● **Raw data**

— start —

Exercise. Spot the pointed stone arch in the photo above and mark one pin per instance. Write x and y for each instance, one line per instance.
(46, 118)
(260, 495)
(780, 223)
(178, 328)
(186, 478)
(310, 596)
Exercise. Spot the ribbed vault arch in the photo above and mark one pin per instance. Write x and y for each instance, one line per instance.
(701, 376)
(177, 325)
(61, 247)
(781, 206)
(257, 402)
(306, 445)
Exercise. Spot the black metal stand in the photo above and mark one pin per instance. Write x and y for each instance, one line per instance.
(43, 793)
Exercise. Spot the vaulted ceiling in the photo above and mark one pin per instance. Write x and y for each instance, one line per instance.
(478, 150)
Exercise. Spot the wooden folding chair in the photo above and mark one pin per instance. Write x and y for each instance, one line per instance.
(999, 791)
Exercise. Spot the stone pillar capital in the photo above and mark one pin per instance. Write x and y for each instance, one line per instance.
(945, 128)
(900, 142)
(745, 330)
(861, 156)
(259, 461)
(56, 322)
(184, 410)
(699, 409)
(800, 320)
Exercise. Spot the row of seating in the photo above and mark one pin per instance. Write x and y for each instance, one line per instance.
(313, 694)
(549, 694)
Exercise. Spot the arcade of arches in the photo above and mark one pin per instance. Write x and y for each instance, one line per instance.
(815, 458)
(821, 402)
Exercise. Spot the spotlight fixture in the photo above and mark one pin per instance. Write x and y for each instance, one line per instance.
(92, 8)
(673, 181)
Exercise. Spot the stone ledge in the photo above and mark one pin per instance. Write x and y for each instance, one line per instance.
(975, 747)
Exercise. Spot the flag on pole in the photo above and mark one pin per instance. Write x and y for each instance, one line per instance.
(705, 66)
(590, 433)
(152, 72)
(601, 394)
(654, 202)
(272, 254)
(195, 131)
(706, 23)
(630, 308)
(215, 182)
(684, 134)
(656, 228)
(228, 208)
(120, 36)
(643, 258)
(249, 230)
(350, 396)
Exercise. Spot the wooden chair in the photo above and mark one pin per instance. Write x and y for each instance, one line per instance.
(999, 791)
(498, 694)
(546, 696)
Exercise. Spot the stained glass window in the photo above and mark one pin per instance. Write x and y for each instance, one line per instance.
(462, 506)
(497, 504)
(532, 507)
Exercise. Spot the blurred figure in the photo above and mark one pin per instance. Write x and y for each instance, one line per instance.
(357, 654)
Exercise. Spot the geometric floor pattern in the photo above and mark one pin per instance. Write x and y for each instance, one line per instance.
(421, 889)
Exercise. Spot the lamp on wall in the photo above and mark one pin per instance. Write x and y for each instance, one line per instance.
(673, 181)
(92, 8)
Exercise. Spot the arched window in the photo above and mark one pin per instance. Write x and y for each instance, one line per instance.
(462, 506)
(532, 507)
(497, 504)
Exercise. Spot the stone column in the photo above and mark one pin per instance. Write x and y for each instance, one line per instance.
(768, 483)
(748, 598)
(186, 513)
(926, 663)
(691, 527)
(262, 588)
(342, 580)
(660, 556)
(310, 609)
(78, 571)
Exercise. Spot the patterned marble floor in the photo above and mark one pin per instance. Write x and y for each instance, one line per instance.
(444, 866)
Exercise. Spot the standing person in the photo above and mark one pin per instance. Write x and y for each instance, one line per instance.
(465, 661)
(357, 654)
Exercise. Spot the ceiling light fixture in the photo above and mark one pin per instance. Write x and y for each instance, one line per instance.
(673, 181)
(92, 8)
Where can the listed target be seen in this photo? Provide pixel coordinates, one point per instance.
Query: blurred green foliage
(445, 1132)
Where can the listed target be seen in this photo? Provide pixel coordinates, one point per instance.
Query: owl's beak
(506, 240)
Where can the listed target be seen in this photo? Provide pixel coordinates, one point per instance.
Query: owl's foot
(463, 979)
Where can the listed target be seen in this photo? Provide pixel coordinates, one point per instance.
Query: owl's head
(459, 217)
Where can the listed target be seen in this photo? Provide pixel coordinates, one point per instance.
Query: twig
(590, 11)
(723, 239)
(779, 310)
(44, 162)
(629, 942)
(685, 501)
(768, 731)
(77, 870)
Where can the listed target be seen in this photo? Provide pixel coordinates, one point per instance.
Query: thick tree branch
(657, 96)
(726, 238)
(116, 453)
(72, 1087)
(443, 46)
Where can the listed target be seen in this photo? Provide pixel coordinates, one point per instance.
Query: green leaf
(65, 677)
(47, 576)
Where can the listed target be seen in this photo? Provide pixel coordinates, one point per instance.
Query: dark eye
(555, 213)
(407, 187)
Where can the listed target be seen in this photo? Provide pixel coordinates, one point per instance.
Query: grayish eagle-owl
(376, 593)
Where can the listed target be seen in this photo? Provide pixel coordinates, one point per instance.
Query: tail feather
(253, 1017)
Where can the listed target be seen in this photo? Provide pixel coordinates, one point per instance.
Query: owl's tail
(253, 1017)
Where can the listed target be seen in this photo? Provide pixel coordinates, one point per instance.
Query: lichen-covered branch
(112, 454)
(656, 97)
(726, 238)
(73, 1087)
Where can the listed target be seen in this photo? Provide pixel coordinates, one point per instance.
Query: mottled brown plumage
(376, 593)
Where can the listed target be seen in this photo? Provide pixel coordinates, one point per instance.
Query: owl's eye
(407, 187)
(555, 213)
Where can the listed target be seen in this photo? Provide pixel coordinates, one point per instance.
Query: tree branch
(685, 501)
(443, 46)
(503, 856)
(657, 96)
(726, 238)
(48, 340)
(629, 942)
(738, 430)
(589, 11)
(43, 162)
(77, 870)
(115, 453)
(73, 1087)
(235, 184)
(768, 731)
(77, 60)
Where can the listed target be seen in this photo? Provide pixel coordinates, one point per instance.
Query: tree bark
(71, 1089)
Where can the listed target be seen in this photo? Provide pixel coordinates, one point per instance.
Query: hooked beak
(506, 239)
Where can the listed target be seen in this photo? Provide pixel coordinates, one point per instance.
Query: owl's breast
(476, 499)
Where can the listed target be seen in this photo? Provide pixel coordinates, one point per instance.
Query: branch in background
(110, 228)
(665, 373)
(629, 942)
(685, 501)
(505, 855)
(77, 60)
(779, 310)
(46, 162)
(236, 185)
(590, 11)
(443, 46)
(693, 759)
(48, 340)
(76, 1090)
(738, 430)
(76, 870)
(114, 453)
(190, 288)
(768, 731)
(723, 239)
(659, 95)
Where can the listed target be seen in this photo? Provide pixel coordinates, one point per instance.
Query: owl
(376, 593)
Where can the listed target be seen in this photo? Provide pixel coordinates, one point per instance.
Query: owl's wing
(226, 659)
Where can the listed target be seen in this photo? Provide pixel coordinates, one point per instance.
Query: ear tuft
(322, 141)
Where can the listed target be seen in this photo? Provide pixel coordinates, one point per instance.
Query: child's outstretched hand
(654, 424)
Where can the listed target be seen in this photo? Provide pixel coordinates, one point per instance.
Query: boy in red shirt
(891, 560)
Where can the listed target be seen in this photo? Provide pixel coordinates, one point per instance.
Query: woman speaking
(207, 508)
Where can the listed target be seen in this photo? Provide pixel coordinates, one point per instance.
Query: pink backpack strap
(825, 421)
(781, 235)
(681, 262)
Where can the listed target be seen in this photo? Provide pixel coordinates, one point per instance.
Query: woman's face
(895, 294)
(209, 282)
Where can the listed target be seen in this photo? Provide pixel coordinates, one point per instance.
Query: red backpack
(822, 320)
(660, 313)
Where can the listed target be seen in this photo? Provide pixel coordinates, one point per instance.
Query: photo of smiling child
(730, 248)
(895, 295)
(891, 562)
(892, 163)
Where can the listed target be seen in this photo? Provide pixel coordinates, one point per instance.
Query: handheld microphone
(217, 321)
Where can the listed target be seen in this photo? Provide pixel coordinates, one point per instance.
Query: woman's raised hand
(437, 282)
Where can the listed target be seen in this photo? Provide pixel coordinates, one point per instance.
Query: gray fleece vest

— end —

● **Exercise**
Extract and copy each line of the records that contains the string "tree". The match is case-sensitive.

● **Worked answer**
Query: thick tree branch
Query: tree branch
Query: tree bark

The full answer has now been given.